> _Requirement_
Reproduce exactly the lines from the one containing "the white wall?" through the last line of the records below, both included. Leave out any pictures.

> _Records shown_
● ● ● ● ●

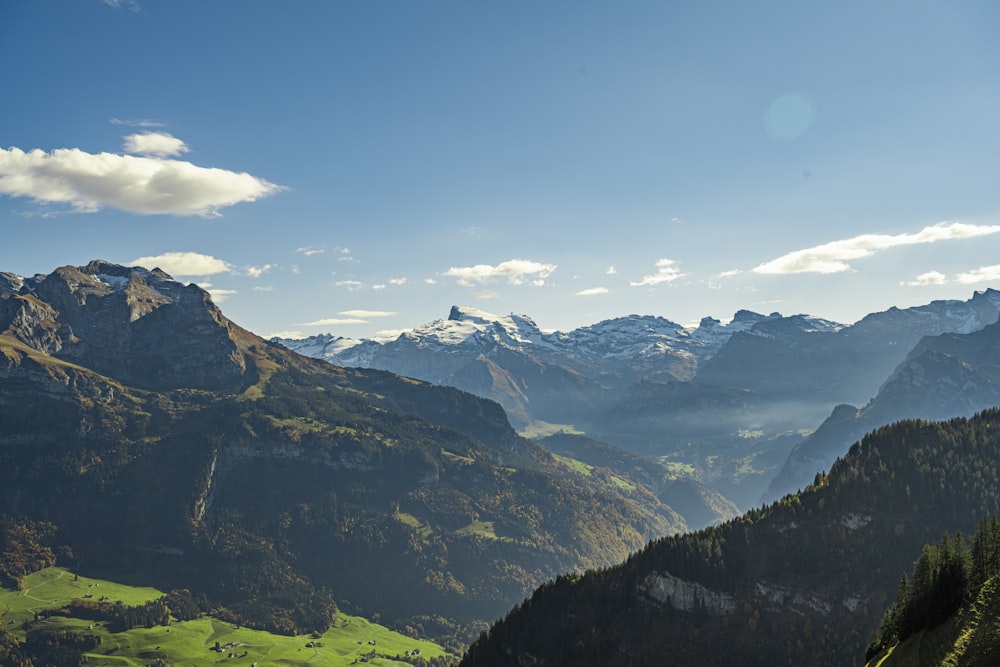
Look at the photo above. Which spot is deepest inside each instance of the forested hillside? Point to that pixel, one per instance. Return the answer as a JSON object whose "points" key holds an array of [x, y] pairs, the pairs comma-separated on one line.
{"points": [[804, 581], [277, 486]]}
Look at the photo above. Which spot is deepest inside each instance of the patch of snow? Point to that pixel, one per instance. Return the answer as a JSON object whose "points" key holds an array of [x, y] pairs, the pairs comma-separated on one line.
{"points": [[117, 283]]}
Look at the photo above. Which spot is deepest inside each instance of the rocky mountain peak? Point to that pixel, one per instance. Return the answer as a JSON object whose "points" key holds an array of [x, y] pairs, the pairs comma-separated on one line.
{"points": [[137, 326]]}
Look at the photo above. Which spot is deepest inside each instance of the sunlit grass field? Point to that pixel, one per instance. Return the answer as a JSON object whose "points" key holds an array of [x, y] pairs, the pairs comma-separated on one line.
{"points": [[193, 642]]}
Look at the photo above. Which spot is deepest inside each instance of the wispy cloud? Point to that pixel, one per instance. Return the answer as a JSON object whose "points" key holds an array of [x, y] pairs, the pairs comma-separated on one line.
{"points": [[335, 321], [184, 264], [137, 122], [666, 272], [218, 295], [145, 185], [258, 271], [834, 257], [983, 274], [929, 278], [285, 334], [308, 252], [129, 5], [514, 271], [160, 144], [367, 313]]}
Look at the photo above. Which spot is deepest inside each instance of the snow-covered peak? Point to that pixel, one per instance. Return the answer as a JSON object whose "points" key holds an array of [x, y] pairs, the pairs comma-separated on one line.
{"points": [[469, 314], [10, 282], [117, 283], [471, 326]]}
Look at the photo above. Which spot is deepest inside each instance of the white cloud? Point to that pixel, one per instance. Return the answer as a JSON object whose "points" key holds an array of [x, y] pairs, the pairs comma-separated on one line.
{"points": [[833, 257], [929, 278], [137, 184], [335, 321], [666, 272], [311, 251], [981, 275], [220, 295], [367, 313], [160, 144], [184, 264], [514, 271], [130, 5], [258, 271]]}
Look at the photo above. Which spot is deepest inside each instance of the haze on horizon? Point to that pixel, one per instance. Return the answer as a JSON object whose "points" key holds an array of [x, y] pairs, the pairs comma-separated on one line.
{"points": [[357, 167]]}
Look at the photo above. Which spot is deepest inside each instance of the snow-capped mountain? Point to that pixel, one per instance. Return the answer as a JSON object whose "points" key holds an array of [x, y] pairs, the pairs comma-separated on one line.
{"points": [[635, 341], [725, 403]]}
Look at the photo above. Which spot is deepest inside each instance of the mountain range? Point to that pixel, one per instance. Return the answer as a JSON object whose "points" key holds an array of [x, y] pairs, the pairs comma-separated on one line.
{"points": [[156, 435], [143, 431], [728, 405]]}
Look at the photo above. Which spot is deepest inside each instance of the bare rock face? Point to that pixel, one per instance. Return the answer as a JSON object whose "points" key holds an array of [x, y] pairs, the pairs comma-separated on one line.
{"points": [[137, 326]]}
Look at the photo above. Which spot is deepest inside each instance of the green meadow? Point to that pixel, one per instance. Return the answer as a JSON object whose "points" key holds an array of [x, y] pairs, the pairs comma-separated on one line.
{"points": [[351, 640]]}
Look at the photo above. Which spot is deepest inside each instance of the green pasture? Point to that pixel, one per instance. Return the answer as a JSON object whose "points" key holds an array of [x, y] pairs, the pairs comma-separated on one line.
{"points": [[193, 642]]}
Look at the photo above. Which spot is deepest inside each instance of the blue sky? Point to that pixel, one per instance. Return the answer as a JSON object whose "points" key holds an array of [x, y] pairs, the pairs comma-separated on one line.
{"points": [[356, 167]]}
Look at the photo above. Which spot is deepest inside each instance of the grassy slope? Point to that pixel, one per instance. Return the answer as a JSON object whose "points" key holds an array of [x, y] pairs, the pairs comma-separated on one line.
{"points": [[971, 637], [191, 642]]}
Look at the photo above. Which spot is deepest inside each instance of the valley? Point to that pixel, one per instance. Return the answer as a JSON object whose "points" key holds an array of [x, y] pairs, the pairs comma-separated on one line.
{"points": [[674, 476]]}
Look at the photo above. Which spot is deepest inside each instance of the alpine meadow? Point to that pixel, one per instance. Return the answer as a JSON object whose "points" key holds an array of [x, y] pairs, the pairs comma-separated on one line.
{"points": [[499, 334]]}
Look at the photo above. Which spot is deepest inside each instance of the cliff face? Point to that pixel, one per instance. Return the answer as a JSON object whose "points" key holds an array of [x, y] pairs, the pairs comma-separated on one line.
{"points": [[137, 326]]}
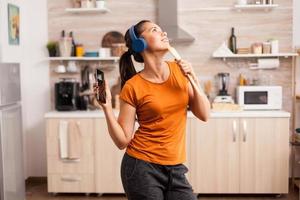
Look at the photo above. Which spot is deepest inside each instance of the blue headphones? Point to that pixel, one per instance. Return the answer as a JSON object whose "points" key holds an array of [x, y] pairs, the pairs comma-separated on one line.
{"points": [[138, 44]]}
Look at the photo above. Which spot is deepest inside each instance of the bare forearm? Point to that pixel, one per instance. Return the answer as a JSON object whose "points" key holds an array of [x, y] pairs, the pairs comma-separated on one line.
{"points": [[115, 130], [200, 105]]}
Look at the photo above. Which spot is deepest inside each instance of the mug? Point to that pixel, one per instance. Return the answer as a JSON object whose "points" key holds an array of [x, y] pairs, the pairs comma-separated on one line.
{"points": [[72, 66], [104, 52], [242, 2], [100, 3], [60, 69]]}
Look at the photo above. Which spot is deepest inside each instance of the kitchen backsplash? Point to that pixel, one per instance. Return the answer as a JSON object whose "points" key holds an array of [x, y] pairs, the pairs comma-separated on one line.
{"points": [[209, 21]]}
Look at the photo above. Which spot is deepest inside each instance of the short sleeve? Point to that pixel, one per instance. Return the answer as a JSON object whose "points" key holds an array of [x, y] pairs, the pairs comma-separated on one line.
{"points": [[128, 95]]}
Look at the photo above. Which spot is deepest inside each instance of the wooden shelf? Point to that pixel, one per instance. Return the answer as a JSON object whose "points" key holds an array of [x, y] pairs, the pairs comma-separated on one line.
{"points": [[87, 10], [286, 55], [265, 7], [115, 59]]}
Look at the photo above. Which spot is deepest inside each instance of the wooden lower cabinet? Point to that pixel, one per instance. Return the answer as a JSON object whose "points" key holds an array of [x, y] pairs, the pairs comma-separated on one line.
{"points": [[224, 155], [107, 161], [264, 155], [240, 155], [214, 156], [70, 175]]}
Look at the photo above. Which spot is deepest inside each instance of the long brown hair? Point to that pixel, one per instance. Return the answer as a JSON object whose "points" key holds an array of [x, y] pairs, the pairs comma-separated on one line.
{"points": [[126, 66]]}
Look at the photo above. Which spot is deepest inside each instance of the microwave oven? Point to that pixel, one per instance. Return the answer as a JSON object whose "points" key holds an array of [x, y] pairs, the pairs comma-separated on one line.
{"points": [[259, 97]]}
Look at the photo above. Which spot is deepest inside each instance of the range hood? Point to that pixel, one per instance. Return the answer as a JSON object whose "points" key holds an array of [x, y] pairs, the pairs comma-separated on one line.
{"points": [[168, 21]]}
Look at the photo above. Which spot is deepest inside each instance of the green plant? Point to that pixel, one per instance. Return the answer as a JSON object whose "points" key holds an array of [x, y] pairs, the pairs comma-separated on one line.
{"points": [[52, 48], [51, 45]]}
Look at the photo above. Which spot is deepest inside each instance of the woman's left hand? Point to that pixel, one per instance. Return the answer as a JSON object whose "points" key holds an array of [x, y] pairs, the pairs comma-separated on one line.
{"points": [[186, 67]]}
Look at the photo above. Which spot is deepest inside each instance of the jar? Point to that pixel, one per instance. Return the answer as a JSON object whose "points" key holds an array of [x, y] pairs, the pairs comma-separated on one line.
{"points": [[79, 50], [76, 3], [266, 48], [117, 49], [65, 46], [257, 48]]}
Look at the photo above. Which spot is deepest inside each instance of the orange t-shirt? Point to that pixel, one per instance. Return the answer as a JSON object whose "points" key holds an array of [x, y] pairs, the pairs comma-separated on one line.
{"points": [[161, 110]]}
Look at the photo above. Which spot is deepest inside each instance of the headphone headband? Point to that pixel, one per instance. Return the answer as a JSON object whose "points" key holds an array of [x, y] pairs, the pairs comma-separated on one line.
{"points": [[138, 43], [132, 33]]}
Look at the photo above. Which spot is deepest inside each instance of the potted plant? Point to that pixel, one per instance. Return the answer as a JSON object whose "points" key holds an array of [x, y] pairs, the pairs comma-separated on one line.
{"points": [[100, 4], [52, 48]]}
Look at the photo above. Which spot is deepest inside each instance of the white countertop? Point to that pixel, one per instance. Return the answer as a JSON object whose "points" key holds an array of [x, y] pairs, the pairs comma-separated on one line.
{"points": [[100, 113]]}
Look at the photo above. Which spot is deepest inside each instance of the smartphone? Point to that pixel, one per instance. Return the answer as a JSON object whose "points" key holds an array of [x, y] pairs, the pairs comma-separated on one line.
{"points": [[101, 94]]}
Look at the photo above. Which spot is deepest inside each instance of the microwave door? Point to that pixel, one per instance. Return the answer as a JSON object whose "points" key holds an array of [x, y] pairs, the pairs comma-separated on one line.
{"points": [[256, 98]]}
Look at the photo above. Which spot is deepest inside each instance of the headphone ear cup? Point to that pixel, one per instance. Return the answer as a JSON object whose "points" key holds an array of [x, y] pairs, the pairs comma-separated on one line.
{"points": [[139, 45]]}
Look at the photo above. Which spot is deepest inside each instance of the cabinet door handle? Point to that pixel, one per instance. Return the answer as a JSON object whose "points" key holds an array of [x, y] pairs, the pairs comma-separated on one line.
{"points": [[234, 130], [70, 179], [244, 131]]}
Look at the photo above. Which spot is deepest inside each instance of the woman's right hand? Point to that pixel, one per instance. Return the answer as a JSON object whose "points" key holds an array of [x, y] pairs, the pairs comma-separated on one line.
{"points": [[99, 104]]}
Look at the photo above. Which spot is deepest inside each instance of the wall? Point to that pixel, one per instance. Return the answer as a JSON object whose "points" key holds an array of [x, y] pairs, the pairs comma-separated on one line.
{"points": [[35, 85], [296, 23]]}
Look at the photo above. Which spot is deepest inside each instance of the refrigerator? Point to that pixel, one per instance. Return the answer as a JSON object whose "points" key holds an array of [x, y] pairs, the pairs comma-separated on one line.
{"points": [[12, 181]]}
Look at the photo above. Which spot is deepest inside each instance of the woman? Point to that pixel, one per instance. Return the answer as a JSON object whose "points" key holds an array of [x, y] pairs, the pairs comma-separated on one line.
{"points": [[158, 95]]}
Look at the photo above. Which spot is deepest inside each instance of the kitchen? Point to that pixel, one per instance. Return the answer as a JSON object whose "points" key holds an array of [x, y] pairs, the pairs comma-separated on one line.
{"points": [[208, 25]]}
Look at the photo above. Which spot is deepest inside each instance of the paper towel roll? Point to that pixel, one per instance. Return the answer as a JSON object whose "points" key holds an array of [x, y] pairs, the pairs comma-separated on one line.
{"points": [[270, 63]]}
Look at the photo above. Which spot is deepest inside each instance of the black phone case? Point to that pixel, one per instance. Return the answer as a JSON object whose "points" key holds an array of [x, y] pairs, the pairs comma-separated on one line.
{"points": [[101, 94]]}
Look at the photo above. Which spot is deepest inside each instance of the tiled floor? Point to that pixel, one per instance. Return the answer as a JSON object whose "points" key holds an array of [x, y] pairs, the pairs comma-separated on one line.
{"points": [[37, 190]]}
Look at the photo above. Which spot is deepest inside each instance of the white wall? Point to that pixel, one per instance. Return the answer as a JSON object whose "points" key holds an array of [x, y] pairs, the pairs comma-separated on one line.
{"points": [[296, 23], [35, 85]]}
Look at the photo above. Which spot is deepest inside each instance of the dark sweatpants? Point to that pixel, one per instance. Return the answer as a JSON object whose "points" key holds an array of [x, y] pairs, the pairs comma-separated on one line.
{"points": [[147, 181]]}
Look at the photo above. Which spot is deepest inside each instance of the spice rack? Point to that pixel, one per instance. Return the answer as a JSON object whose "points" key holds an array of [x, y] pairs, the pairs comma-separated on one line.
{"points": [[266, 7], [87, 10], [115, 59], [285, 55]]}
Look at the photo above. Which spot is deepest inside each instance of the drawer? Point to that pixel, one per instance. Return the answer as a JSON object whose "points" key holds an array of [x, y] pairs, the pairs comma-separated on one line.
{"points": [[71, 183], [84, 165], [85, 127], [86, 147], [85, 131]]}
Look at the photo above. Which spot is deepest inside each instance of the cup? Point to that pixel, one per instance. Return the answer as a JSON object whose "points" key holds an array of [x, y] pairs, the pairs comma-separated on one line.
{"points": [[60, 69], [65, 46], [242, 2], [104, 52], [266, 48], [100, 3], [79, 50], [274, 46], [72, 66]]}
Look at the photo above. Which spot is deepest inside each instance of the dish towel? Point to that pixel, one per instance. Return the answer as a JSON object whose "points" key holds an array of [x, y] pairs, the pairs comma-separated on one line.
{"points": [[63, 139], [74, 140]]}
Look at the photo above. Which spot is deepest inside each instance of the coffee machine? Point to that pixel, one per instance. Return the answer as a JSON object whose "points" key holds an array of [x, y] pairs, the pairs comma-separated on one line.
{"points": [[223, 96], [66, 95]]}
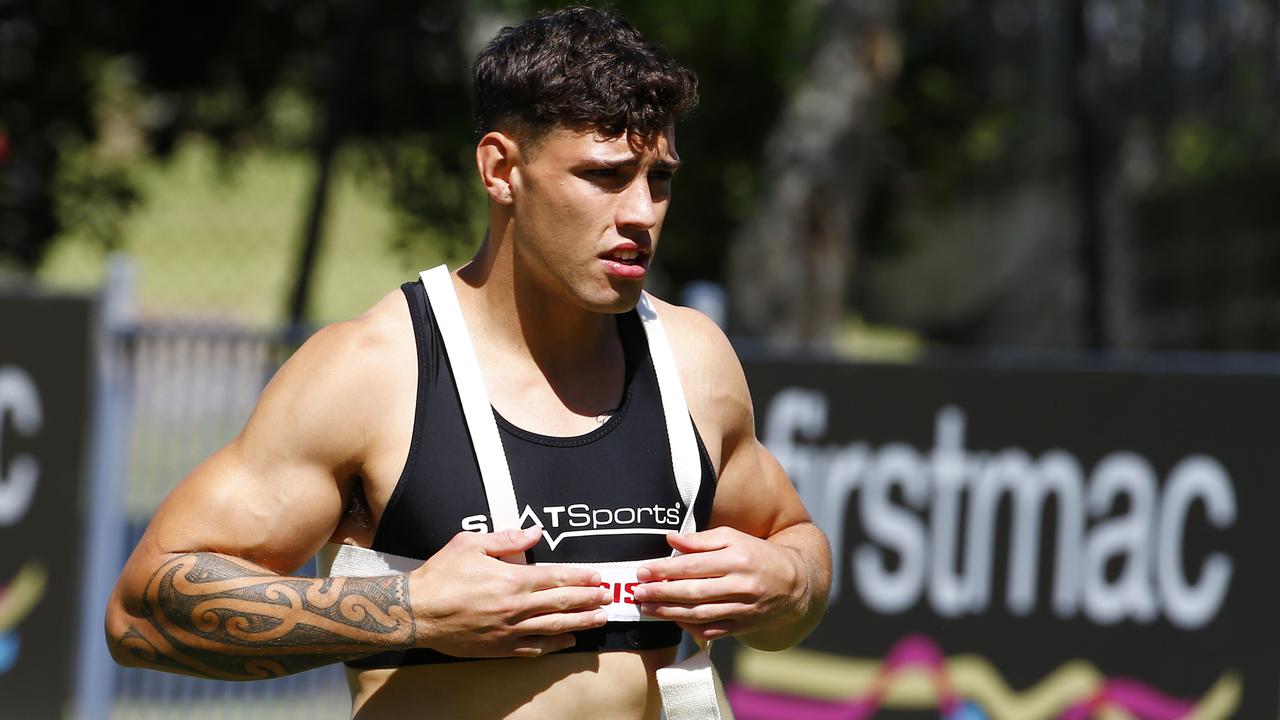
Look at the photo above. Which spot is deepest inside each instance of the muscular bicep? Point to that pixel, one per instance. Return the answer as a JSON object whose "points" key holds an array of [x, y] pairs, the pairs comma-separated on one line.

● ● ● ● ●

> _Problem solution_
Look at the photo above. Which spot is deepest inside each instance of the white wall? Point to that pixel, one per instance. Return the answer as a JSON object whose "points" key holds an array of [x, y] pairs, the pairs comma-separated on one line.
{"points": [[296, 23], [35, 85]]}
Look at the photo above. Which spot is deepest inside each instance of the dark sweatpants? Point to that pixel, one per instance. Return the answer as a JSON object whose "points" key holds an array of [x, y] pairs, the pairs comma-separated on one line.
{"points": [[147, 181]]}
Look at the photo above. Which spot is deepest inside each instance of the spice rack? Point to that pixel, one per instance. Return the answer as a JSON object whose "points" key holds an array of [x, y] pairs, the pairs comma-separated on one line.
{"points": [[266, 7], [87, 10], [115, 59], [285, 55]]}
Look at the photo above. Which spot is deepest inside each instance of the drawer? Point to that pixel, one per instance. Return the answer as a JSON object whose "points" key holds an array of [x, y] pairs, the pairs comma-separated on one line.
{"points": [[71, 183], [84, 165], [85, 127], [86, 147], [85, 131]]}
Look at the photo above. Which spot is deepest inside each instance of the cup? Point to that pixel, one per instance. Return the answer as a JSON object whose "points" key holds an array of [x, y] pairs, the pairs comma-separated on one line.
{"points": [[60, 69], [65, 46], [242, 2], [104, 52], [266, 48], [100, 3], [79, 50], [274, 46], [72, 66]]}
Look at the photo above. Which spot is deepest inside each instance of the dish towel? Point to that pixel, one per instance. Return the answer as a JSON object whose "points" key holds an array of [x, y] pairs, the pairs comma-separated on one line.
{"points": [[63, 139], [74, 140]]}
Look at the photo above. Which spot is deepest inside each instance of the coffee machine? Point to that pixel, one per instance. Return the answer as a JSON object whose "points" key holds an array of [x, y] pairs, the pairs comma-separated on one line.
{"points": [[223, 96], [66, 95]]}
Look at the photo above. Which spot is deepest inside each instance of the muscular bicep? Point to that pixel, one per instance. Return the answer as a JSON object whose "points" key holds an array of [x, y] pairs, the pairs comma-separated on one line.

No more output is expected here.